→ DOCUMENT EXTRACT
Friday, May 16, 2014

Riots in Vietnam leave 1 Chinese dead, 141 injured

I can't get the pictures and print to separate because of the Html so you might want to click the word button in the next line for a better copy.

Riots in Vietnam leave 1 Chinese dead, 141 injured

HANOI, Vietnam (AP) — A 1,000-strong mob stormed a Taiwanese steel mill in Vietnam and hunted down Chinese workers, killing one, attacking scores more and then setting the complex alight, Taiwanese and Vietnamese authorities said Thursday, further inflaming tensions between Hanoi and Beijing as…
Associated Press

Riots in Vietnam leave 1 Chinese dead, 141 injured

Associated Press


HANOI, Vietnam (AP) — A 1,000-strong mob stormed a Taiwanese steel mill in Vietnam and hunted down Chinese workers, killing one, attacking scores more and then setting the complex alight, Taiwanese and Vietnamese authorities said Thursday, further inflaming tensions between Hanoi and Beijing as they square off against each other in the disputed South China Sea.
It was the first deadly incident in a wave of anti-China protests triggered by Beijing's deployment of an oil rig in the long-disputed seas on May 1. Vietnam is angrily demanding that China remove the rig and has sent ships to confront it and a flotilla of Chinese escort ships, triggering fears of possible conflict.
Taiwanese companies, many of which employ Chinese nationals, have borne the brunt of the protests and violence, which is posing a challenge to the authoritarian government, which prides itself on maintaining peace and security. Prime Minister Nguyen Tan Dung said peaceful protests over the last few days were "legitimate," but that anyone involved in violence should be punished severely.
Nervous Chinese expatriates were fleeing by land and air. Cambodian immigration police said 600 Chinese crossed into Cambodia over the land border in southern Vietnam on Wednesday, and that others were arriving Thursday. Taiwan's China Airlines was adding two additional charter flights from southern Vietnam's Ho Chi Minh City, according to Taiwan's Central News Agency.
In Beijing, Foreign Ministry spokeswoman Hua Chunying said China was "greatly shocked and concerned."
"We urge the Vietnamese government to earnestly assume responsibility, get to the bottom of the incident, punish the perpetrators harshly, and pay compensation," Hua said.
The riot took place at a mill in Ha Tinh province in central Vietnam, about 350 kilometers (220 miles) south of Hanoi. It followed an anti-China protest by workers at the complex, operated by the conglomerate Formosa Plastics Group, one of the biggest foreign investors in Vietnam, according to Taiwan's top representative in the country, Huang Chih-peng, and police.
Huang, who spoke to a member of the management team at the mill, said rioters lit fires at several buildings and hunted down the Chinese workers, but did not target the Taiwanese management. He said the head of the provincial government and its security chief were at the mill during the riot but did not "order tough enough action."

→ YOUR TASKS
(a) Answer each question from the news report on the riots in Vietnam, one answer per line and marked to match.
(i) According to Cambodian immigration police, how many Chinese crossed into Cambodia by land on Wednesday?
(ii) In which province was the mill where the riot happened?
(iii) What did Beijing deploy in the disputed seas on May 1?
(b) For each statement, answer yes or no according to the news report on the riots in Vietnam, and quote the words that settle it.
(i) The rioters went after the Taiwanese management at the mill.
(ii) The mill is operated by Formosa Plastics Group.
(iii) China Airlines was reducing its flights out of Ho Chi Minh City.
(c) Extend the news report on the riots in Vietnam beyond its final paragraph.
The lines that come next have no part in any of the tasks.

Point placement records
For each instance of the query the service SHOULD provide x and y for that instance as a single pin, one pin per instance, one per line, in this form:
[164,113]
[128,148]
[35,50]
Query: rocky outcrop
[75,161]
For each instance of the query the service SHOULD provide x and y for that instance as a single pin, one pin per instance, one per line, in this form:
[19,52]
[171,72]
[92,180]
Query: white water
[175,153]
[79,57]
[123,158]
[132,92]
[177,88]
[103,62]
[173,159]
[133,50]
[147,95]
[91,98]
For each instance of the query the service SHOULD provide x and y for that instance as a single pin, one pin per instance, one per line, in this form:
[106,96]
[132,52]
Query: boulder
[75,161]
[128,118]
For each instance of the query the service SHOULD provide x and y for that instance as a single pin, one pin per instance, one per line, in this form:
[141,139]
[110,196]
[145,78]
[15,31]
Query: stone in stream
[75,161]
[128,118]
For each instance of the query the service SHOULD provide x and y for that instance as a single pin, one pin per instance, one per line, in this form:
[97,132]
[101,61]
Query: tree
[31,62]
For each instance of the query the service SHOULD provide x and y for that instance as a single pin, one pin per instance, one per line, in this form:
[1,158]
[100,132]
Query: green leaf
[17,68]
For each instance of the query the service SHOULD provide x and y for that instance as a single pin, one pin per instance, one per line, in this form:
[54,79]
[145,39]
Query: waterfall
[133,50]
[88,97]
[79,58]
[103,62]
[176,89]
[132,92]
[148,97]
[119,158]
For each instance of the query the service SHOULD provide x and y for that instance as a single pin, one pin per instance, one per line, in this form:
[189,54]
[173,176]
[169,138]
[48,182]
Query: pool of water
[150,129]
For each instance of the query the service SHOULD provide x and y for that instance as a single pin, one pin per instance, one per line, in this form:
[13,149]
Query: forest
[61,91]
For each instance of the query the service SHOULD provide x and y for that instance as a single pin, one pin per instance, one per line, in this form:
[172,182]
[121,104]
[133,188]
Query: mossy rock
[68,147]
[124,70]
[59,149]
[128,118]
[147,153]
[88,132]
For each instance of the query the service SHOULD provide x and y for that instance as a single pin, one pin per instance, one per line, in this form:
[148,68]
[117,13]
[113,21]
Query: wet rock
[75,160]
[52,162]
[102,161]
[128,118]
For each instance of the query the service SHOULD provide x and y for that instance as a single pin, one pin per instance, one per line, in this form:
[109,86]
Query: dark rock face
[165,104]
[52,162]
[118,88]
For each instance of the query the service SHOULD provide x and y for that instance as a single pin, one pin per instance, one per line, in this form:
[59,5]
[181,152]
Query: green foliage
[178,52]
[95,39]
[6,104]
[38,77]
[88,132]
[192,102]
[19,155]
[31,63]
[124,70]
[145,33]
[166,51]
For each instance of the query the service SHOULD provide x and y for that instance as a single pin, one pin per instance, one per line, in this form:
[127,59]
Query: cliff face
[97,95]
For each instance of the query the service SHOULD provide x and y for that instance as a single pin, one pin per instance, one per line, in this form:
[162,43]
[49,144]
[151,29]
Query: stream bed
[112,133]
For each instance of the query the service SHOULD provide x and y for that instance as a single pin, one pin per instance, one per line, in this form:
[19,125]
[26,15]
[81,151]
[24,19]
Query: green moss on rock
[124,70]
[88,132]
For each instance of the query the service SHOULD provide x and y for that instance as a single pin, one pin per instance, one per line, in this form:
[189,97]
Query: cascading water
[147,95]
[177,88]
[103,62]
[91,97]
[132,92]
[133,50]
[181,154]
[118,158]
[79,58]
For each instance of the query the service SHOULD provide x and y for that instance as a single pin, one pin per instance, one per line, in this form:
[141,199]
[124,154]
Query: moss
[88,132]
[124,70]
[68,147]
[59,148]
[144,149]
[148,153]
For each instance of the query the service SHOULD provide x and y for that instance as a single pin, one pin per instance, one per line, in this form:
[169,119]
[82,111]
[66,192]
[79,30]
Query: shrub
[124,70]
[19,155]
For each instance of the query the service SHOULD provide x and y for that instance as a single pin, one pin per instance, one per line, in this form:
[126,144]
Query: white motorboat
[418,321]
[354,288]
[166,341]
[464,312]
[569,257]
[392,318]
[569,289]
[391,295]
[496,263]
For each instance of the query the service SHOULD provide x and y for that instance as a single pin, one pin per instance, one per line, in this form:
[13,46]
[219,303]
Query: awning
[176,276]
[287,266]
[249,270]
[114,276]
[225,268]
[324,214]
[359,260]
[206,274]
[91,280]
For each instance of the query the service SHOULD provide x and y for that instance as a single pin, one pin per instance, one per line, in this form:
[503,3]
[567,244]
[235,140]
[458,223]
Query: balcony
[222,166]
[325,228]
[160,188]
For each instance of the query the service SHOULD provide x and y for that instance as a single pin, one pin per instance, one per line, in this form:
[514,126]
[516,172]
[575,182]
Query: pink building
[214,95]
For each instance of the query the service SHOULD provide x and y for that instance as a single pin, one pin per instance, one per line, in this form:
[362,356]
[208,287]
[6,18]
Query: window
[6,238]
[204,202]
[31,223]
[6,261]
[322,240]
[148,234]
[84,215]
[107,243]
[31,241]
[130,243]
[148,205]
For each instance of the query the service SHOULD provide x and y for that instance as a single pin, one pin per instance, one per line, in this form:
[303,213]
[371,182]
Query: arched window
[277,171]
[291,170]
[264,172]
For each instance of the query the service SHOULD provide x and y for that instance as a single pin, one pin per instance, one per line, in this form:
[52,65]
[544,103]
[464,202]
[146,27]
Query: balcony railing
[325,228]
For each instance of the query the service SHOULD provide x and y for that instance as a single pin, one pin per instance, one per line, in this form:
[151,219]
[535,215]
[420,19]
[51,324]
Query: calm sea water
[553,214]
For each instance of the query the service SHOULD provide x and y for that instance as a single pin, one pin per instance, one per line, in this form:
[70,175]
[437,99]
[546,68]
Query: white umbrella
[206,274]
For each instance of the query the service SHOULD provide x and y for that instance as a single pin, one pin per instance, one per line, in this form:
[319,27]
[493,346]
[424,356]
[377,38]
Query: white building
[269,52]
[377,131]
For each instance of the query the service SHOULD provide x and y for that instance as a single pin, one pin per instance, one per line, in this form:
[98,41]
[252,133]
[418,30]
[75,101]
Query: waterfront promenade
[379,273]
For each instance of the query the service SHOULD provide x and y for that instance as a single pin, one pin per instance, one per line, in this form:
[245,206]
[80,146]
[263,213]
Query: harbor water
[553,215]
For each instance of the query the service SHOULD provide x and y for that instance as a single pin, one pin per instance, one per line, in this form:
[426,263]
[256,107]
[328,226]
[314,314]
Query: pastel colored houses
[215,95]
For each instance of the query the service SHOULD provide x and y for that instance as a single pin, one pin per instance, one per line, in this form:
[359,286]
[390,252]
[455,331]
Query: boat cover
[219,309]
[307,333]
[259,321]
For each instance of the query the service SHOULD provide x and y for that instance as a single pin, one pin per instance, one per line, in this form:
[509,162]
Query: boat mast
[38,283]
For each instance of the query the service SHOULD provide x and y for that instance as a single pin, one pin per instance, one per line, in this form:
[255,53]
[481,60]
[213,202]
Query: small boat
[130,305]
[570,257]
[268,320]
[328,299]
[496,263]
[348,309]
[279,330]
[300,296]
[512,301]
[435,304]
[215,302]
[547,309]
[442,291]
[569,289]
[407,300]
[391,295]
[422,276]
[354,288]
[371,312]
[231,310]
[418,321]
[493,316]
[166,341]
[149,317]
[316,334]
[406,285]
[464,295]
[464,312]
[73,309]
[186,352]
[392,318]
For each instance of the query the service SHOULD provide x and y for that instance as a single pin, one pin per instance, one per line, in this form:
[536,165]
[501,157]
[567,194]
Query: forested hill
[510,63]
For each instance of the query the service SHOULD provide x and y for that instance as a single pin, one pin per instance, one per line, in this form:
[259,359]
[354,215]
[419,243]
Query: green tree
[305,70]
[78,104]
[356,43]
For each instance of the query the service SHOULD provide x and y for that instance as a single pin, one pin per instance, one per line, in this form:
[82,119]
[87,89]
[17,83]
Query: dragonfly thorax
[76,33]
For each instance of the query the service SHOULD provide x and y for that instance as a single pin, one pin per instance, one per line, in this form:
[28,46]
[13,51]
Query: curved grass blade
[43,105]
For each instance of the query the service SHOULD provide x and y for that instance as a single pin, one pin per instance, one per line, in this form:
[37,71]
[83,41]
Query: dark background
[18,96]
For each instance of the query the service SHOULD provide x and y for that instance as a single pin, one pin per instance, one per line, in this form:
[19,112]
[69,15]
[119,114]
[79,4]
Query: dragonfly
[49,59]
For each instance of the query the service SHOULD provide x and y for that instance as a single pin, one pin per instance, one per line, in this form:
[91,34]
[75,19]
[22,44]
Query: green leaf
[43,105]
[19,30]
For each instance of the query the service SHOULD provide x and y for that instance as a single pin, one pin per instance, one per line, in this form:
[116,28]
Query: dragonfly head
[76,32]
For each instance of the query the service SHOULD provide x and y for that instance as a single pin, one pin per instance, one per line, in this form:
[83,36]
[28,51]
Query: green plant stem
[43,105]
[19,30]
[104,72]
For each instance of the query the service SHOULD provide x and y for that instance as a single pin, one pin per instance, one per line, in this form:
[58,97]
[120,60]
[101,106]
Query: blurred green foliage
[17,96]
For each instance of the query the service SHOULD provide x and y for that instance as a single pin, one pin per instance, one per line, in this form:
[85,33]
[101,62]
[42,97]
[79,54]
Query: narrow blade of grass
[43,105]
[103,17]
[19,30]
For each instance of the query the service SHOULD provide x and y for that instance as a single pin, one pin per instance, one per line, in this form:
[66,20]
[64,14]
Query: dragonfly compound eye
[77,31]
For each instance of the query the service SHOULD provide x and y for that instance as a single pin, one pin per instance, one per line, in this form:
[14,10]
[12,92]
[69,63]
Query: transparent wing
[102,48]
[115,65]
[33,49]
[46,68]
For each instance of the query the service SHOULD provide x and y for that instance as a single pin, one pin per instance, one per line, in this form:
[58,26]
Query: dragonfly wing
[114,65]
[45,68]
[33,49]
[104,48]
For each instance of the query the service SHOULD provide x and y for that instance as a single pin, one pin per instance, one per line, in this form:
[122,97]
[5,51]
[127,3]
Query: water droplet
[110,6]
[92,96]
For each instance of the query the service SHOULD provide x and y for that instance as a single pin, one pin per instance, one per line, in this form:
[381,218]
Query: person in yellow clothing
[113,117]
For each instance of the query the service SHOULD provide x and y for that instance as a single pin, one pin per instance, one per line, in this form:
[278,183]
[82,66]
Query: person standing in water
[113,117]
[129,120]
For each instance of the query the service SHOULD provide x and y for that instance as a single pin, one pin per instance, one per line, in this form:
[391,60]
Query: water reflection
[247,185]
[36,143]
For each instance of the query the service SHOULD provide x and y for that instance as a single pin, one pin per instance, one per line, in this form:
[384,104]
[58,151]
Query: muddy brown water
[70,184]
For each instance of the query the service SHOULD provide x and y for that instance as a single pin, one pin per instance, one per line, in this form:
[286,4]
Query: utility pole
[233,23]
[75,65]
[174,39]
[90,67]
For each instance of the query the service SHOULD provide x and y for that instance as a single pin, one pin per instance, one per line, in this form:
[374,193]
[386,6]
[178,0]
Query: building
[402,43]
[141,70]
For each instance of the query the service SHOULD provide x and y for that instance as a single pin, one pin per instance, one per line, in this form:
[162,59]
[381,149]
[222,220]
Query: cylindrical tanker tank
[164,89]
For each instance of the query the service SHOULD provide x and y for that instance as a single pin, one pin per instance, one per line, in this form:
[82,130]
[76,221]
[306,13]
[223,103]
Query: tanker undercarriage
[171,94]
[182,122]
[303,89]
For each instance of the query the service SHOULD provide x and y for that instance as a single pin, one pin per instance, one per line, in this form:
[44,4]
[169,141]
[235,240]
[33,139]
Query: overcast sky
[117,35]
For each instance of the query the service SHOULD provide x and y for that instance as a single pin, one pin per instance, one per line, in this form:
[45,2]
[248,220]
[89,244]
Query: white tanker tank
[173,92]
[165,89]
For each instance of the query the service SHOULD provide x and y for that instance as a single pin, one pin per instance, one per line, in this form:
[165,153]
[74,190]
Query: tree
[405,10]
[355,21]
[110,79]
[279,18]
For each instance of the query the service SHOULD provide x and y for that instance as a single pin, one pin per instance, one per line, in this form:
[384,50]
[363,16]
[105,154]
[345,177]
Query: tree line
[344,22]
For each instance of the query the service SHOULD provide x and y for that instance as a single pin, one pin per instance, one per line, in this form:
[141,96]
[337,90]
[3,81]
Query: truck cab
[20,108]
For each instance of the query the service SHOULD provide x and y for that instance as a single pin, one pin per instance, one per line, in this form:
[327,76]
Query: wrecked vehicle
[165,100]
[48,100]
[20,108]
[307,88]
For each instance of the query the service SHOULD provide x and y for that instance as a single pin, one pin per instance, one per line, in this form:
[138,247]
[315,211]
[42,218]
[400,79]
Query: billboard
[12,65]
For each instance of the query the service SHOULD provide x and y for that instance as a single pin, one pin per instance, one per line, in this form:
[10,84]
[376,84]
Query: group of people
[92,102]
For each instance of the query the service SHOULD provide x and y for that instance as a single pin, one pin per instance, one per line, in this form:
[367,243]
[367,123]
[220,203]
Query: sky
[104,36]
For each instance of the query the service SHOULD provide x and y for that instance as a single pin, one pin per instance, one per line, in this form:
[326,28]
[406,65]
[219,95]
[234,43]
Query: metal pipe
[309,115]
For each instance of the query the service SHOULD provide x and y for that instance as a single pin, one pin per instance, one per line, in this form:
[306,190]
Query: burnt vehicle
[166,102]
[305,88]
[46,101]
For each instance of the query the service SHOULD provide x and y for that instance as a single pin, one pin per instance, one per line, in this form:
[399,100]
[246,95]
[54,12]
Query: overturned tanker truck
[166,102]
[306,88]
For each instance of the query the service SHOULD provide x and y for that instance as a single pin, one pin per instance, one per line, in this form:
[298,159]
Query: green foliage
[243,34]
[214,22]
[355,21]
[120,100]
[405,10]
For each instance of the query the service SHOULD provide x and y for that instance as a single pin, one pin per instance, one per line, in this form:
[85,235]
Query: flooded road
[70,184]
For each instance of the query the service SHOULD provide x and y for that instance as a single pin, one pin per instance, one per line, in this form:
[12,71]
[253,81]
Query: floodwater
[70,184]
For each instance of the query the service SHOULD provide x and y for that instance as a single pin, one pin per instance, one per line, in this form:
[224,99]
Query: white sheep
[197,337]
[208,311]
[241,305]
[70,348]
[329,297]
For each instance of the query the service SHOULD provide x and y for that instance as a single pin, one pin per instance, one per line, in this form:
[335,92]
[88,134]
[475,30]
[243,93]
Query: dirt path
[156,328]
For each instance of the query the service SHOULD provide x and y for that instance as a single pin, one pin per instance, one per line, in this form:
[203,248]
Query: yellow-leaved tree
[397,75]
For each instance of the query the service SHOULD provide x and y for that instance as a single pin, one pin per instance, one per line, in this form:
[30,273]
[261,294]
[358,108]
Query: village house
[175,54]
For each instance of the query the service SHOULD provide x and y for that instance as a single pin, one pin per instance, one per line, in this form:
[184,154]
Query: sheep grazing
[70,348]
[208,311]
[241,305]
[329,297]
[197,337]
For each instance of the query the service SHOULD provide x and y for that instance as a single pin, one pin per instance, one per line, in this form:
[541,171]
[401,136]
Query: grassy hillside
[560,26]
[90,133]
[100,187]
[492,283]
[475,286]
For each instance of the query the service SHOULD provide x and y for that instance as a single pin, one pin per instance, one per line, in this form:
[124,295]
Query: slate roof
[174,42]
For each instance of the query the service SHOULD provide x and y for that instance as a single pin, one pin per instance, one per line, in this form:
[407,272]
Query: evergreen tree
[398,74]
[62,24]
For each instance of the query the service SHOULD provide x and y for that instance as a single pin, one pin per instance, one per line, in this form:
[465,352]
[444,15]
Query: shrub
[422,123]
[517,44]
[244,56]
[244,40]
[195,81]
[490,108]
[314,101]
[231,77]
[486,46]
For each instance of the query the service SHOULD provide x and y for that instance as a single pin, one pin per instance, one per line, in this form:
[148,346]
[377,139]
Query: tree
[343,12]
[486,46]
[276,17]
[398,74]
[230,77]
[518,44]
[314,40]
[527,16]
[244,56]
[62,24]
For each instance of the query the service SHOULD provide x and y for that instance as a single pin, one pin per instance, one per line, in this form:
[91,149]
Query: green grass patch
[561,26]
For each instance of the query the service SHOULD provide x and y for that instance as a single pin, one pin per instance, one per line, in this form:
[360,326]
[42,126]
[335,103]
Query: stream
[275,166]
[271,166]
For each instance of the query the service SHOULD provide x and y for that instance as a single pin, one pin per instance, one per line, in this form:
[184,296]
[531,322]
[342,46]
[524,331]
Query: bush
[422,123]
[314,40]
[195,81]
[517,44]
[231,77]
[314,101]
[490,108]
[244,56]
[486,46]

→ ANSWERS GIVEN
(a)
(i) 600
(ii) Ha Tinh province
(iii) An oil rig

(b)
(i) No: "but did not target the Taiwanese management"
(ii) Yes: "operated by the conglomerate Formosa Plastics Group"
(iii) No: "Taiwan's China Airlines was adding two additional charter flights"

(c)
He said he was told one Chinese citizen was killed in the riot and around 90 others were injured. Ha Tinh's deputy police chief, Bui Dinh Quang, said the situation was "stable" on Thursday and that none of the injured, which he put at 141, had life-threatening injuries.
Anti-Chinese sentiment is never far from the surface in Vietnam, but has surged since Beijing deployed the massive deep sea oil rig in disputed waters about 240 kilometers (150 miles) off the Vietnamese coast, close to the Paracel Islands. The government protested the move as a violation of Vietnam's sovereignty and sent a flotilla of boats, which continue to bump and collide with Chinese vessels guarding the rig. The U.S. has also described China's actions as "provocative."
In Washington, U.S. Joint Chiefs Chairman Gen. Martin Dempsey said after a meeting Thursday with his Chinese counterpart that in a world where information moves so fast, "issues afloat quickly become issues ashore as we've seen today in Vietnam."
People's Liberation Army's Chief of the General Staff Gen. Fang Fenghui blamed Vietnam for the off-shore standoff, asserting that China was operating in its own territorial waters. He vowed China would continue its oil drilling and would not allow Vietnam to disrupt it.
Earlier this week, mobs burned and looted scores of foreign-owned factories at industrial parks in southern Vietnam near Ho Chi Minh City. They believed they were Chinese-run, but many were actually Taiwanese or South Korean. Authorities said they had detained more than 400 people.
There is no easy solution to the standoff in sight.
"Either the oil rig stays, and the Vietnamese leaders concede that they were unable to defend the nation from a serious incursion on its sovereign rights, or China backs down, moves the ship out and internationally concedes that its claims to the Paracel Islands are unjustified or, at least, in need of further discussion," said Jason Morris-Jung from the Institute of Southeast Asian Studies. "Both scenarios are hard to imagine."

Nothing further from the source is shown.